What the task requires =
Print, please, the line that contains "person in red" and each line after it to the end of the entries, unchanged and with nothing else.

Input =
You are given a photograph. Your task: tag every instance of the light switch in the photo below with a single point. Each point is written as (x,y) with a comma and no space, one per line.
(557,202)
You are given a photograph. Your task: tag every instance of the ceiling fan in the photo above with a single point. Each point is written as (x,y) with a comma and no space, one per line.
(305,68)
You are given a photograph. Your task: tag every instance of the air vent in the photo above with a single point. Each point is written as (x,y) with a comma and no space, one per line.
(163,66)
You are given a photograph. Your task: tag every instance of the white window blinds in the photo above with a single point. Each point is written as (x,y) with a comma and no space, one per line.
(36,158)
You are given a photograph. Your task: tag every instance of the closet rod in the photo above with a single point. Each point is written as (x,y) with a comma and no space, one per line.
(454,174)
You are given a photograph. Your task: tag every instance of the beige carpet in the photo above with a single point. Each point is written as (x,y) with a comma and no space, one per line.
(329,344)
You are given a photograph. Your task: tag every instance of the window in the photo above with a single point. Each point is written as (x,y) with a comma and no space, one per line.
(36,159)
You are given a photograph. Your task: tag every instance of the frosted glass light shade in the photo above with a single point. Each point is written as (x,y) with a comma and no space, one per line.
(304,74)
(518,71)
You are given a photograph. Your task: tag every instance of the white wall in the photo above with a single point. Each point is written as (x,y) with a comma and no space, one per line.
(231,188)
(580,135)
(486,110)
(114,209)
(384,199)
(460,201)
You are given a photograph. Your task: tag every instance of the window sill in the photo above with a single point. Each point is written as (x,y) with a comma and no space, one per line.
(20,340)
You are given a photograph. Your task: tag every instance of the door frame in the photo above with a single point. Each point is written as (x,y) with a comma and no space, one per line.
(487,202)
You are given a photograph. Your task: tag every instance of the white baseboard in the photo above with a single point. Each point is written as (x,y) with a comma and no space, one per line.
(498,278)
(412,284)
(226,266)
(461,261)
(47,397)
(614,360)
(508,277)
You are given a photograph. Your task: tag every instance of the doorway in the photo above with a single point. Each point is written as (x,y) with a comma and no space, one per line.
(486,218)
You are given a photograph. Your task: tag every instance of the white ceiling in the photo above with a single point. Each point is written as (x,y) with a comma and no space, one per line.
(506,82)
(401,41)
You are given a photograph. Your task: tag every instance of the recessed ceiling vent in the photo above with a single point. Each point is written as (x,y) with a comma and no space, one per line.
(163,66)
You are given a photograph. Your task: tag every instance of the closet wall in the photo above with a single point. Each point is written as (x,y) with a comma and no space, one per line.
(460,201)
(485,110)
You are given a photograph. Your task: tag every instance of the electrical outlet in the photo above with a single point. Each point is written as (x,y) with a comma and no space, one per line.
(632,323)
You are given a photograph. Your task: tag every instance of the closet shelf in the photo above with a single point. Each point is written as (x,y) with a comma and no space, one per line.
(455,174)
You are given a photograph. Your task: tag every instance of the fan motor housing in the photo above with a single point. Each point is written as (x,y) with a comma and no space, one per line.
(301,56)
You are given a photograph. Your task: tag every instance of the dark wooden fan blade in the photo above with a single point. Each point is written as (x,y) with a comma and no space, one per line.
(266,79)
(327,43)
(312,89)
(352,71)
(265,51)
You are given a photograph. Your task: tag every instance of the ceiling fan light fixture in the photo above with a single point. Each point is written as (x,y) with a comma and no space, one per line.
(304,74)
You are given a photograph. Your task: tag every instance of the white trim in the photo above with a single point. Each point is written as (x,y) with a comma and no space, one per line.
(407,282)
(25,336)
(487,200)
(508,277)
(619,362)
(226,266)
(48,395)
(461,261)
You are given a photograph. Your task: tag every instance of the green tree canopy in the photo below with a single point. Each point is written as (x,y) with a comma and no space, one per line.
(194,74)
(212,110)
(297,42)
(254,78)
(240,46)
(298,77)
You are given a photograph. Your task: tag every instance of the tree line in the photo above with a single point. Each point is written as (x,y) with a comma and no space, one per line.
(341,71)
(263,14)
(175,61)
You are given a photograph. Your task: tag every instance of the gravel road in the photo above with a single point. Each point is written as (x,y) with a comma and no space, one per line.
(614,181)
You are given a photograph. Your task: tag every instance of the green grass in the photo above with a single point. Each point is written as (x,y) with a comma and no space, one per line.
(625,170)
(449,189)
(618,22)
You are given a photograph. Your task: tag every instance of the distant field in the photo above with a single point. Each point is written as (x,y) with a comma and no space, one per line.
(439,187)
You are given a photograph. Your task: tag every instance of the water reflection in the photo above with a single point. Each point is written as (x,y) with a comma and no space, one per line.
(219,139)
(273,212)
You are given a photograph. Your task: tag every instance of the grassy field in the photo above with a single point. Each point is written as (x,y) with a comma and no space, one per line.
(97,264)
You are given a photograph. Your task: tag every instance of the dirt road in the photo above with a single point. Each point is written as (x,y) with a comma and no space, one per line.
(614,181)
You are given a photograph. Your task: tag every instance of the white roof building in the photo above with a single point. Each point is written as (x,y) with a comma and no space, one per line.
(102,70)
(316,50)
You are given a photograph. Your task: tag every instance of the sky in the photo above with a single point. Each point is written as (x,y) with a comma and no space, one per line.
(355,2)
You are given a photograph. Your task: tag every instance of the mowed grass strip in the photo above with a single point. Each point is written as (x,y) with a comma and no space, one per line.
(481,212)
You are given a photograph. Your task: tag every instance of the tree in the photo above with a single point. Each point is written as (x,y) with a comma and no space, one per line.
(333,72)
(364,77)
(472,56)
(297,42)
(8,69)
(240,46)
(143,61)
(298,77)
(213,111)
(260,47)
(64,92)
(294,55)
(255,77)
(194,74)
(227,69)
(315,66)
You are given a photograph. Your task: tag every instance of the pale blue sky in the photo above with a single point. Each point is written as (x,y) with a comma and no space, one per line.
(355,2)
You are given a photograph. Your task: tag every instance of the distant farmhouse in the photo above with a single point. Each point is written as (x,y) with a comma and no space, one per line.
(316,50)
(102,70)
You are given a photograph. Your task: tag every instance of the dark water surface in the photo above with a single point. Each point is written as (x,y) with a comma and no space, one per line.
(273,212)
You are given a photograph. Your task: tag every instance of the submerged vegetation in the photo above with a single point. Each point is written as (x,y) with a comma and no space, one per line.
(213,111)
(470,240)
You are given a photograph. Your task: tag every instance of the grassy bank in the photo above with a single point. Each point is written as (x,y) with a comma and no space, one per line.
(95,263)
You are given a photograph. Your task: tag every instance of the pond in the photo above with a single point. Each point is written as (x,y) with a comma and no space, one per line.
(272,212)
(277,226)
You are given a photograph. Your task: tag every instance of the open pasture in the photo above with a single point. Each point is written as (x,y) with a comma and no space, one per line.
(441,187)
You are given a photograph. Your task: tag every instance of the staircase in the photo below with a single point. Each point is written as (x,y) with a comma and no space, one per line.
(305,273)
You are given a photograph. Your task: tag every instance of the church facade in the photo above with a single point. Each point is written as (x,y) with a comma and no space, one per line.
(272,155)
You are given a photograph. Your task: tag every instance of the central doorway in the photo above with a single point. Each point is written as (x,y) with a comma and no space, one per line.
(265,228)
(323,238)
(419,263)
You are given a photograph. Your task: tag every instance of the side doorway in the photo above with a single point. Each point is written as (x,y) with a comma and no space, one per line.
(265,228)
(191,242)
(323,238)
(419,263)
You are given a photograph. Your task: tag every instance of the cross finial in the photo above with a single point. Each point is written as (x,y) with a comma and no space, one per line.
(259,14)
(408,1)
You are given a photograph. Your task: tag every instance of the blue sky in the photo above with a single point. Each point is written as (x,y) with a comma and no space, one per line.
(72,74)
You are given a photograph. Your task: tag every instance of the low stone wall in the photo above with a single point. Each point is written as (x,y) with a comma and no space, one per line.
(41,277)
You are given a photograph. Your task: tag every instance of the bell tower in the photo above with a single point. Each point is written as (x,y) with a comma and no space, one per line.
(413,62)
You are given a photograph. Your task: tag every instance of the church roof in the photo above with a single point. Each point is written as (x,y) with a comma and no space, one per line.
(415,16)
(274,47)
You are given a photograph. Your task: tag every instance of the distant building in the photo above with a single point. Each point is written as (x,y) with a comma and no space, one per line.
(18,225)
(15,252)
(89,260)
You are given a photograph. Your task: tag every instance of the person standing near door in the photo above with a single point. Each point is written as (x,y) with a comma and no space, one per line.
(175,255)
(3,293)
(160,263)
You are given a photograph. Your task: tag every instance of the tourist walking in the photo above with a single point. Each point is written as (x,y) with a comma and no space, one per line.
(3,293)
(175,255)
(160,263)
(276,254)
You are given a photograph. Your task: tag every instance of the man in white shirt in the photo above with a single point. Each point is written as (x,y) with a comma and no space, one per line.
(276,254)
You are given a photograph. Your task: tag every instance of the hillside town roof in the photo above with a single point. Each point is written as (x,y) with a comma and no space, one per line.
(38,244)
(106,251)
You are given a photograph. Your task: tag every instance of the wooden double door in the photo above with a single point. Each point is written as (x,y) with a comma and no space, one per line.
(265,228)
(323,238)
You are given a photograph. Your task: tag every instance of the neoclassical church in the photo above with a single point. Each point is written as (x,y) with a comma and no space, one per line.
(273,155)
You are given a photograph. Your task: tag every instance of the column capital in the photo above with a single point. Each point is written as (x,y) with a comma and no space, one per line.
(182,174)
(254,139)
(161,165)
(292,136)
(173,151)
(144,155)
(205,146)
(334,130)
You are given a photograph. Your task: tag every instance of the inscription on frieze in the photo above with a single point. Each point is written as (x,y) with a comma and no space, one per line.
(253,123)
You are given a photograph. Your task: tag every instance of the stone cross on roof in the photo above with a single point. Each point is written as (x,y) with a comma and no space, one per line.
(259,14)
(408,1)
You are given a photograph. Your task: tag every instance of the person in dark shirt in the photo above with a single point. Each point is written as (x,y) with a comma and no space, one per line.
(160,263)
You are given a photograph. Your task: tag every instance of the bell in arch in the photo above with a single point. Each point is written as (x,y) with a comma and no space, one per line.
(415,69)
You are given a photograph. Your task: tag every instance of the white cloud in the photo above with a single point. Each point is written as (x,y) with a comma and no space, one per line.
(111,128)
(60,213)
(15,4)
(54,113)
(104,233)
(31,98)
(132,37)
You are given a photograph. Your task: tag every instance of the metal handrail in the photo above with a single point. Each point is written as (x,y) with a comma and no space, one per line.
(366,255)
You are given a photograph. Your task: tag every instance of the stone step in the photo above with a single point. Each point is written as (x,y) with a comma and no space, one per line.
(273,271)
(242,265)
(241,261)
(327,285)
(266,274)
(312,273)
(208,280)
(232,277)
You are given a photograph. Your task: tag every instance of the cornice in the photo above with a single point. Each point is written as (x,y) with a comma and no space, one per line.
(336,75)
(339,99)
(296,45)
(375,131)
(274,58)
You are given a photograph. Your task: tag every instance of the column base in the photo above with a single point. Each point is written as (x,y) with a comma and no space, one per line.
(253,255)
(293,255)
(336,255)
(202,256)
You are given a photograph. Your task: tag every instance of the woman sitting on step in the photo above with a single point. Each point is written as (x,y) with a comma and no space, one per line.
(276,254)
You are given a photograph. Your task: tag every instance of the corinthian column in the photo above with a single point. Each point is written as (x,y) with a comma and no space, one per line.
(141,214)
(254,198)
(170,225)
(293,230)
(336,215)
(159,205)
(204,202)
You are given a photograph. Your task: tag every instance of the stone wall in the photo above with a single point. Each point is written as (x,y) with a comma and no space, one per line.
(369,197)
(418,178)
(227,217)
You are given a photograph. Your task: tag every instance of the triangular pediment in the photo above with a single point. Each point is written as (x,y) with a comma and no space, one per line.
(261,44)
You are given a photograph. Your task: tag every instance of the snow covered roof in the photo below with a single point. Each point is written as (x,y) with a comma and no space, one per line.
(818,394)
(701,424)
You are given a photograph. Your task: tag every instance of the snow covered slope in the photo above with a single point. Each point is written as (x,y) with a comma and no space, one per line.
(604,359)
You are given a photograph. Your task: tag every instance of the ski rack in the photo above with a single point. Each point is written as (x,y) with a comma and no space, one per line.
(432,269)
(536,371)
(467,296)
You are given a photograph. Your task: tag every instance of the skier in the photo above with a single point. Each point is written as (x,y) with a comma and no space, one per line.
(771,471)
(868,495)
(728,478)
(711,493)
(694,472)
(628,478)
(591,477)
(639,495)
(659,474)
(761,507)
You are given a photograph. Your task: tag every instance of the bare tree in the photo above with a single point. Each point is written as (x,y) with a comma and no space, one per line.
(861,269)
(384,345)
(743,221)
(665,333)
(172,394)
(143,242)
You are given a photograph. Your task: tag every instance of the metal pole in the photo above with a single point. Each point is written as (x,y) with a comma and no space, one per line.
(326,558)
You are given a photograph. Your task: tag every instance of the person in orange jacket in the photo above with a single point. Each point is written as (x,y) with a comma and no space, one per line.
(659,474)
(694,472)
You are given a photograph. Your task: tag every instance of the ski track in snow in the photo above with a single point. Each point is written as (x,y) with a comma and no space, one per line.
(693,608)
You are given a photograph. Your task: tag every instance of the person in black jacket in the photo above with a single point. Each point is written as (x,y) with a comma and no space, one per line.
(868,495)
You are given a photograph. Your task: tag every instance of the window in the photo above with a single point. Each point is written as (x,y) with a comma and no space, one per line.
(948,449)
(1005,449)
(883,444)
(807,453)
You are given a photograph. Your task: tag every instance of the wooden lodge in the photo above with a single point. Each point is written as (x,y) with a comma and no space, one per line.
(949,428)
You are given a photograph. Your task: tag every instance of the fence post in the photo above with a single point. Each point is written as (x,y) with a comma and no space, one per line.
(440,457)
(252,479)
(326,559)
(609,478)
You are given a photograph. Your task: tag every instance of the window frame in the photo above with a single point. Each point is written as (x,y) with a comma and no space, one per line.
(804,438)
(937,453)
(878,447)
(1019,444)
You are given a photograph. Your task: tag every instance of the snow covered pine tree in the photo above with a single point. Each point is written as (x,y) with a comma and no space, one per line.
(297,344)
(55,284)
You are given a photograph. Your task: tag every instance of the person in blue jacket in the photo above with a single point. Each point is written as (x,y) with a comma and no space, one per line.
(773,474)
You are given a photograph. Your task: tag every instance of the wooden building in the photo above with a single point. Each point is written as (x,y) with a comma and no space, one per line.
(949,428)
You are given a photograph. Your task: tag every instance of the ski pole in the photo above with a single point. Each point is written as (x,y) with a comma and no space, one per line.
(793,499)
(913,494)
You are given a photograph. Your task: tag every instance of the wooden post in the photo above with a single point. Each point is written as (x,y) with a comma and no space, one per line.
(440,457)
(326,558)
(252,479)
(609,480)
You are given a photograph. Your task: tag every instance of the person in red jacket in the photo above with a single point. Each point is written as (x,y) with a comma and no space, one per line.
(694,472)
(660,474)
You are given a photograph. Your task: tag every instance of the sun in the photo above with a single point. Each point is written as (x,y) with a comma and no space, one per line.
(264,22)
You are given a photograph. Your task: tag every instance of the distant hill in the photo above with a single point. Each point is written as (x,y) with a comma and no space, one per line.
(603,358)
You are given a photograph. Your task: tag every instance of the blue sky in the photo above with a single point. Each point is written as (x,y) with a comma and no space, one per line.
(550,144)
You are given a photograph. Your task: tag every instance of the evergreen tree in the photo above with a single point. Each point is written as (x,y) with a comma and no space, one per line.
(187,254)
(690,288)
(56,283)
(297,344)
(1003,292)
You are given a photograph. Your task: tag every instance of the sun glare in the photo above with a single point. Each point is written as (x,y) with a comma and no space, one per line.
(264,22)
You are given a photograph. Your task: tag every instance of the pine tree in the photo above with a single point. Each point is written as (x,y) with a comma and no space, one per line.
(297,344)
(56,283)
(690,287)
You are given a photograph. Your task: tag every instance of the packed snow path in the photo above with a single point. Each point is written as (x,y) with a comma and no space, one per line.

Written response =
You are given a photograph. Your task: tag every instance of the person in red jacket in the photo above with a single point. Each point is written as (x,y) with a comma and no space, one per line.
(694,472)
(660,474)
You are given a photograph. Your task: tag every instance of the sun in the photo above with a single point. Each point is written as (x,y) with a comma and no space, one per line.
(264,22)
You are given a photograph. Your task: tag every instance of the distant hill in the photo above with a single point. Each point is written as (x,y) with a comma and no space, one per line.
(603,358)
You are given a photograph. Your task: tag every instance of the blue sky in the photo above with a single point. Each point is written as (x,y) with a comma and no space, one per line.
(550,144)
You are given a photograph. Your task: tag every instance of the evergreen tree in the photo above with a single point. Each point is written as (x,y) with a comma and no space, one per line.
(187,254)
(690,288)
(56,283)
(297,344)
(1003,292)
You are given a photograph. Your task: tag every instance of the sun glare in the photo above with a single point. Each point is written as (x,y) with a comma and no space, one per line.
(264,22)
You are given a photograph. Your task: tag every instance of the pine tree in the photo above with a single point. Each point is written as (x,y) with a comma and no space, one per line.
(297,344)
(56,283)
(690,287)
You are given a photograph. Your task: tag every instance of the packed snow path in the photo above with a single point. Each point is written as (x,y) with a comma and no space, one per line.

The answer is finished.